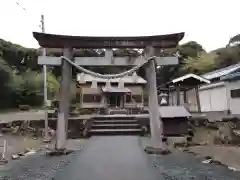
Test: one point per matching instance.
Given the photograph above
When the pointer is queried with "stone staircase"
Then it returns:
(115, 125)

Exercise description — Render the material above as a numbered list of its lines, omitting blank lines and leaving out the pictures.

Task answer —
1. Test: one point per matching instance.
2. Given the photograph above
3. When the pointer is queried with "stone staircase"
4. Then it returns:
5. (115, 125)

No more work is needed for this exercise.